[Stored records]
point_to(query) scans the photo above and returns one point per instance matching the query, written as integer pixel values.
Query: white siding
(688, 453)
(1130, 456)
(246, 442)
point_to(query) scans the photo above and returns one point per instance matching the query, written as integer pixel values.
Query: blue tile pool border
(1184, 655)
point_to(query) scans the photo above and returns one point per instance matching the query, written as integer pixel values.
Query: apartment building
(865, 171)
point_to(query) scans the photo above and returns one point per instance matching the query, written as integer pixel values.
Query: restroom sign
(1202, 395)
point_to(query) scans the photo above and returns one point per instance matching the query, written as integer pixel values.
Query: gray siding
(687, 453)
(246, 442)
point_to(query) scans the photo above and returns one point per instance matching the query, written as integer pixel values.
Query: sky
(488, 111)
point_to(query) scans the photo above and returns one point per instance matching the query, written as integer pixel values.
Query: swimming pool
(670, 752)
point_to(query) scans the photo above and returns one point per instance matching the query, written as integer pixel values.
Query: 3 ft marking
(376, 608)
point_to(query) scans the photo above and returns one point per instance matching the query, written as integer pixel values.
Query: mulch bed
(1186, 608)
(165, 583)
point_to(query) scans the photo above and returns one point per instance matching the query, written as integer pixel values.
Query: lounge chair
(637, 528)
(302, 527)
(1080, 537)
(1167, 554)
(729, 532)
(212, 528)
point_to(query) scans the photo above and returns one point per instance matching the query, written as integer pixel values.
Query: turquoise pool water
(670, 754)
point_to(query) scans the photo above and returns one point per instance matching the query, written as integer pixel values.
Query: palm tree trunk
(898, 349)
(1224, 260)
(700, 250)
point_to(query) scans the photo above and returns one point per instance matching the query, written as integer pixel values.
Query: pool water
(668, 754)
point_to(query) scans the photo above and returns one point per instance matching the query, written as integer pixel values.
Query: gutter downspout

- _WORK INSTRUCTIONS_
Write out exactly each line of the entries, starting at the one containing "Query: swimming pool" and finishing with the last line.

- _REPLY TO THE EXERCISE_
Query: swimming pool
(670, 752)
point_to(query) scans the photo above and returns one point per instance matching the query, written as integer pixel values.
Query: 3 ft marking
(376, 608)
point_to(query) scans the photo above and returns one point per instance matching the query, written as integer pixel values.
Query: mulch bed
(1186, 608)
(165, 583)
point_to(query) scans the photo above and returns one point per instance matching the query, written as integer pixel values.
Query: lounge chair
(637, 528)
(302, 527)
(1080, 537)
(1167, 554)
(729, 532)
(212, 528)
point_to(query) scans the photo above and returns one point per instance matching the query, written as integer pixel values.
Query: turquoise pool water
(670, 754)
point_to(query) scans the photo above and returns one point per instance matching the query, written as integer pixel values.
Query: palm tree trunk
(898, 349)
(1224, 260)
(700, 250)
point_to(query) scans the photo above and returns one point per instance matching the query, written as integer pixel values.
Query: pool water
(668, 754)
point_to(query) scans the photo above and returns one point per instance matching the query, written as integer pixel values.
Query: gutter downspout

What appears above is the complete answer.